## Text passage
:::::

The Oppressors’ Club
The Human Rights Council is just one (entirely representative) part of the U.N.
By Anne Bayefsky
National Review Online
May 18, 2007
On Thursday, the United Nations elected new members to its lead human-rights protection body, the Human Rights Council. The so-called “reformed” agency (which replaced the thoroughly discredited “Commission on Human Rights”) will now include three new states with a special penchant for abusing human rights: Angola, Egypt, and Qatar. They join the likes of current members Azerbaijan, China, Cuba, and Saudi Arabia.
In order to be elected to this U.N. club, these states had the onerous task of pledging to take human rights seriously. Angola pledged “to continue...mainstreaming human rights throughout the society [and]...promoting the rule of law, access to justice and reconciliation...” What Angola neglected to mention were some features of current conditions in the country, as recited in the recent State Department Human Rights report: “…the abridgement of citizens’ right to elect officials at all levels; unlawful killings by police, military, and private security forces; torture, beatings…corruption and impunity…” etc.

:::::

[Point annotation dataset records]
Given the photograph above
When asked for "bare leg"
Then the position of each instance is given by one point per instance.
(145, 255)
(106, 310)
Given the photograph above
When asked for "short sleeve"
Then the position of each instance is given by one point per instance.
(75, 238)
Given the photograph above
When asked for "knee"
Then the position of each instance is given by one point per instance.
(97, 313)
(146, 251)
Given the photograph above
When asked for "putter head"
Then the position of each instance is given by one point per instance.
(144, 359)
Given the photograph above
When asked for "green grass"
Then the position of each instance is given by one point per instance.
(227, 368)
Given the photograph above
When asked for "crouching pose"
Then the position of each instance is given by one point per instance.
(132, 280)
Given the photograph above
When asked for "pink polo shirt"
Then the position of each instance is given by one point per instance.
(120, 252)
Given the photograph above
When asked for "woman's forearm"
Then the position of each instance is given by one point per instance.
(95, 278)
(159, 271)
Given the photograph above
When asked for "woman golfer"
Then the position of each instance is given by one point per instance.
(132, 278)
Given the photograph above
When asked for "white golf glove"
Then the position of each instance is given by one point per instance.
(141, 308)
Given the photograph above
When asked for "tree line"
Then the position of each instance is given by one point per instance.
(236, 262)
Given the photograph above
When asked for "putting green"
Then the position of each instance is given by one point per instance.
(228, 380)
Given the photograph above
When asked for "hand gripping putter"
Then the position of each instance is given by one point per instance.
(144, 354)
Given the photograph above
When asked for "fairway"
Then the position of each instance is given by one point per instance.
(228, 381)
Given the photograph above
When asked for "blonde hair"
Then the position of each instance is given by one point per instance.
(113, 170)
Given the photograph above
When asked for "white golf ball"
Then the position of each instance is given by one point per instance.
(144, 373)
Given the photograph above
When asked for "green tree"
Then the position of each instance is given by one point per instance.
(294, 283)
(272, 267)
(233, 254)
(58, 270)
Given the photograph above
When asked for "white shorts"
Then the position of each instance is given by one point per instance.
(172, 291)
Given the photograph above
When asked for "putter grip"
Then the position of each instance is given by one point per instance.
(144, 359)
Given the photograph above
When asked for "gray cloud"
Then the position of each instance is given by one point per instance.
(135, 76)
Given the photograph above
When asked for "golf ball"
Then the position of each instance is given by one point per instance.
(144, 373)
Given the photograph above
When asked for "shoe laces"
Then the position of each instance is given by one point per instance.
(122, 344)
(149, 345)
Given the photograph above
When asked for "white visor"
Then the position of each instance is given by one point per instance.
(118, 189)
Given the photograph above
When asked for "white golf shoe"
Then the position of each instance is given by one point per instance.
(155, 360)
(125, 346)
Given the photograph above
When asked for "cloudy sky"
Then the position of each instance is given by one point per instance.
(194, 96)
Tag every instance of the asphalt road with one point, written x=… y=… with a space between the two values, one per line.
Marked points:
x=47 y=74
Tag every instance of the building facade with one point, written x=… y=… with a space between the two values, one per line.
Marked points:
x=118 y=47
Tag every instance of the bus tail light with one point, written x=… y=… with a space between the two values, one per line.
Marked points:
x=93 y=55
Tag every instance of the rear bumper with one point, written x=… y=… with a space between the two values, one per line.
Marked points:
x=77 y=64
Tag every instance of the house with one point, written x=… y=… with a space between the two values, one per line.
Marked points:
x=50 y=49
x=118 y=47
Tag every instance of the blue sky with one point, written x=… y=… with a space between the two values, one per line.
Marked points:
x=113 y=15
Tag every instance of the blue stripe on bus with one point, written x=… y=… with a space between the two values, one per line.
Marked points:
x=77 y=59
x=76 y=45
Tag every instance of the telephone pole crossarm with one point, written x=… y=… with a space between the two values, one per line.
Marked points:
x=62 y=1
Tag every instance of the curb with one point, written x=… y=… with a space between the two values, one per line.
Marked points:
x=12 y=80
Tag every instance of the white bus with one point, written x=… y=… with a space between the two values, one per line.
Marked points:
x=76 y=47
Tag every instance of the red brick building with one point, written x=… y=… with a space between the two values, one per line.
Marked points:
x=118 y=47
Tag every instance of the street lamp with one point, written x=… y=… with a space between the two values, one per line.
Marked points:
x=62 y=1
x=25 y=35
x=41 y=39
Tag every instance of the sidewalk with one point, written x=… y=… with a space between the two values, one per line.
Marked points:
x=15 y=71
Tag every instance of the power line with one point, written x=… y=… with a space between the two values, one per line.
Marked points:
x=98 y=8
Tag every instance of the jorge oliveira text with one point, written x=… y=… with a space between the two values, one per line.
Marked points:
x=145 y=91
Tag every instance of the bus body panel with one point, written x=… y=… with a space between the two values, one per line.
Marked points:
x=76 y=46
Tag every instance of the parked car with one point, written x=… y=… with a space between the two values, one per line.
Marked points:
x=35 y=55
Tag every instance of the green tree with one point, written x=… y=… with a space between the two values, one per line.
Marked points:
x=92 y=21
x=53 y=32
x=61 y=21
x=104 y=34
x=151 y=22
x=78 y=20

:::::

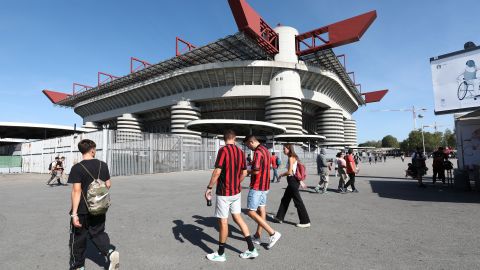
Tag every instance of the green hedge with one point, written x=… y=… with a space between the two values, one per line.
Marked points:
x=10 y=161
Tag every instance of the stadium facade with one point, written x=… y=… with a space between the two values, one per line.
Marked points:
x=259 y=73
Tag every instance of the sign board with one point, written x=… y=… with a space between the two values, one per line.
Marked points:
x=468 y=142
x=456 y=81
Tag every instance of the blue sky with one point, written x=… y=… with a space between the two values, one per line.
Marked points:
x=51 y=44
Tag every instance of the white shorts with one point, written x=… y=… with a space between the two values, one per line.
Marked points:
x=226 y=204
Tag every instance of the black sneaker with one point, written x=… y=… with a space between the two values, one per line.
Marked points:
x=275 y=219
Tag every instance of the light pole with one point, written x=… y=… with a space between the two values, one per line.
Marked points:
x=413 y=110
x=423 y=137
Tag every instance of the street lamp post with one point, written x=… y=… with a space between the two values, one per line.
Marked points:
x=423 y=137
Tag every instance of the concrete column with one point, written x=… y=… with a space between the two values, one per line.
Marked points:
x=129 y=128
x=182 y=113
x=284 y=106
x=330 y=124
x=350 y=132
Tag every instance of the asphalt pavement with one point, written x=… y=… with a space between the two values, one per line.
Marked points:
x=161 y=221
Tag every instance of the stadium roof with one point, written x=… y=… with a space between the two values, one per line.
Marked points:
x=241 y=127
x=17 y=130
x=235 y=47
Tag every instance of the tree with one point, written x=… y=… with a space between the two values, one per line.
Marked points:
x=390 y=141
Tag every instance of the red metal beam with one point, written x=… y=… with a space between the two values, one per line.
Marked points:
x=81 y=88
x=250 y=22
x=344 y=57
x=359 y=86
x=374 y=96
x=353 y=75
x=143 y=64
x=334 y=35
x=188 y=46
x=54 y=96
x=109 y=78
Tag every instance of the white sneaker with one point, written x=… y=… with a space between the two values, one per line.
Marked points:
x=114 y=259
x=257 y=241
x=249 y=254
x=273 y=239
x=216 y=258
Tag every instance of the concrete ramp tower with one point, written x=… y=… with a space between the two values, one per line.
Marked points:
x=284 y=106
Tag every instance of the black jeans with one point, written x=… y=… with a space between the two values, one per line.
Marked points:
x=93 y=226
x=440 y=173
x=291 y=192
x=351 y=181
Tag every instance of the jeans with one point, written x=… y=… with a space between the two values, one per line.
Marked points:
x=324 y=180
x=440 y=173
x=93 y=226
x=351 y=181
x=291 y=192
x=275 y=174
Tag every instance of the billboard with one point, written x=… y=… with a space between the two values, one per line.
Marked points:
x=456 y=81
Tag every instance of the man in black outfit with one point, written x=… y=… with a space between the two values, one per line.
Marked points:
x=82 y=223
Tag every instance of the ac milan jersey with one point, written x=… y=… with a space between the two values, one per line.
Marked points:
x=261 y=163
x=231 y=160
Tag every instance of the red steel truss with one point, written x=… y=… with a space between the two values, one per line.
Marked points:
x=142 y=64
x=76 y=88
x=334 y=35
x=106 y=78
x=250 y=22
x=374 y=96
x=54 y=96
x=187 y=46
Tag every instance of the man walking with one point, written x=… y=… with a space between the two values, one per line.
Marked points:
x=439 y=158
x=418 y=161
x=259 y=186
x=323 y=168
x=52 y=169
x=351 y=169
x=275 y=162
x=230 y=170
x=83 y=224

:::::

## Given exercise 1
Name every state that the article on the Human Rights Council identifies as a member of the Council, whether newly elected or already serving.
## Given exercise 2
Carry the article on the Human Rights Council forward from its last sentence, keeping its voice.
The data stand apart from the article on the Human Rights Council and are separate material.

## Response 1
Angola, Egypt, Qatar, Azerbaijan, China, Cuba, Saudi Arabia

## Response 2
Egypt pledged to “preserve the freedom of the press, the independence of the judiciary [and]…fulfil…political, social and economic reform, anchored in the promotion and protection of human rights...” Mysteriously omitted from the Egyptian promise were, in the words of the State Department report: “…limitations on the right of citizens to change their government; a state of emergency, in place almost continuously since 1967; torture and abuse of prisoners and detainees;…arbitrary arrest and detention…restrictions on civil liberties—freedoms of speech and press…female genital mutilation,” etc, etc.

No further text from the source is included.